== Task details ==
Go to the line containing "Query: white wall" in the records below and retype from there through the final line, exactly.

== Data to process ==
------
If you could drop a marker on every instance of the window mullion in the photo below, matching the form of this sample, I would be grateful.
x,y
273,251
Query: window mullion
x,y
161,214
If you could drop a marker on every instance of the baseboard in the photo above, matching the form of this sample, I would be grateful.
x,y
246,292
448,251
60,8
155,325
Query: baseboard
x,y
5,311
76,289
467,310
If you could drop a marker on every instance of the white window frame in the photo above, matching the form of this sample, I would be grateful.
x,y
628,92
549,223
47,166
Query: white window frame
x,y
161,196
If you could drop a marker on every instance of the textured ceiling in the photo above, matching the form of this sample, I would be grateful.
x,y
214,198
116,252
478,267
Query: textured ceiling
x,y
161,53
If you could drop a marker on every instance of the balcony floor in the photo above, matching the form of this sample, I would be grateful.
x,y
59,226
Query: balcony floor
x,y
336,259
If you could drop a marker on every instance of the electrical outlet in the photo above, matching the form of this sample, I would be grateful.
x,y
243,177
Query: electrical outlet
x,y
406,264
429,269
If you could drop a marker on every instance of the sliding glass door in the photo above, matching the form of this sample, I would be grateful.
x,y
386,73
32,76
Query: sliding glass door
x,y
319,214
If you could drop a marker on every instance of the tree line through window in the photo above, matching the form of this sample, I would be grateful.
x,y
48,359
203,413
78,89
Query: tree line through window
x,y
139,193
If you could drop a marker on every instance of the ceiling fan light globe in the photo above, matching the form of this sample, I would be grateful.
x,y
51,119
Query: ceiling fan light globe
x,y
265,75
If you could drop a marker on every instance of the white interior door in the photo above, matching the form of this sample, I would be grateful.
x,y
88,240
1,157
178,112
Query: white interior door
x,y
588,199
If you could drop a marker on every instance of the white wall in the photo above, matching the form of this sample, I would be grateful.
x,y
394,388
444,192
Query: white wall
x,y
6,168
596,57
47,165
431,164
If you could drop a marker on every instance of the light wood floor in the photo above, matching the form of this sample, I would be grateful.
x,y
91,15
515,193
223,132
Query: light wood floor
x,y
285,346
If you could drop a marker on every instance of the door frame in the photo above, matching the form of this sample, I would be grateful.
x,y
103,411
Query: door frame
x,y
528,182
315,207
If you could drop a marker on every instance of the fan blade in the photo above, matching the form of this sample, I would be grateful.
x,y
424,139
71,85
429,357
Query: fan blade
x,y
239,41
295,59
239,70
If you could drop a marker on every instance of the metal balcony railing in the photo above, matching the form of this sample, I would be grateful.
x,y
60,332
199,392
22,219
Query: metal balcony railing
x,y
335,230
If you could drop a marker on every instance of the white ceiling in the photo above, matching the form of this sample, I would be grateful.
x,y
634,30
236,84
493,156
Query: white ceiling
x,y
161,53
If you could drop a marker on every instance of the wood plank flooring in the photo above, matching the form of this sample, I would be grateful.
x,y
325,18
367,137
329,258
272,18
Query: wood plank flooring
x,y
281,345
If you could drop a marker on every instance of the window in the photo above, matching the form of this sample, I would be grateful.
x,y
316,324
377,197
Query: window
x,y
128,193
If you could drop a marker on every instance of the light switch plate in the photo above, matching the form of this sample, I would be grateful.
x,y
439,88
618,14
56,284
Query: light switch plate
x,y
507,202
------
== The completed task ==
Query: white wall
x,y
6,168
596,57
47,165
431,164
If you could drop a marker on every instance of the light wood floor in the photo above, matching the form of this sample, I would be grateful.
x,y
91,15
515,193
223,132
Query: light wood floor
x,y
285,346
If you could drop a marker on every instance of the door frame in the photo above, matching the form of this sample, I would be grateful.
x,y
103,411
Query: door frame
x,y
528,182
315,207
If you could drop a marker on every instance of the fan blade in the photo above, matching the form of this sample, I would be grateful.
x,y
424,139
71,85
429,357
Query: fan blade
x,y
239,41
295,59
239,70
If you could drop a marker on every instance of the metal balcony railing in the photo above, matching the form of this sample, I would be grateful.
x,y
60,332
199,392
22,219
Query: metal balcony railing
x,y
335,230
If you could drop a marker on every instance of the white ceiling in the photo above, matching the form of this sample, I would be grateful.
x,y
634,30
236,84
493,156
Query: white ceiling
x,y
161,53
If you could drop a marker on every instance of the wood plank flooring in the photo above, matching the form of this sample, I would be grateful.
x,y
325,18
367,137
329,258
272,18
Query: wood plank flooring
x,y
281,345
If you could drop a marker on every instance of the window in the photo above, matching the form of this sample, I would be grateful.
x,y
316,324
377,197
Query: window
x,y
128,193
If you could drop a marker on every instance of the light switch plate in the photo above, matching the form of this sample, I would be grateful.
x,y
439,88
618,14
56,284
Query: light switch plate
x,y
507,202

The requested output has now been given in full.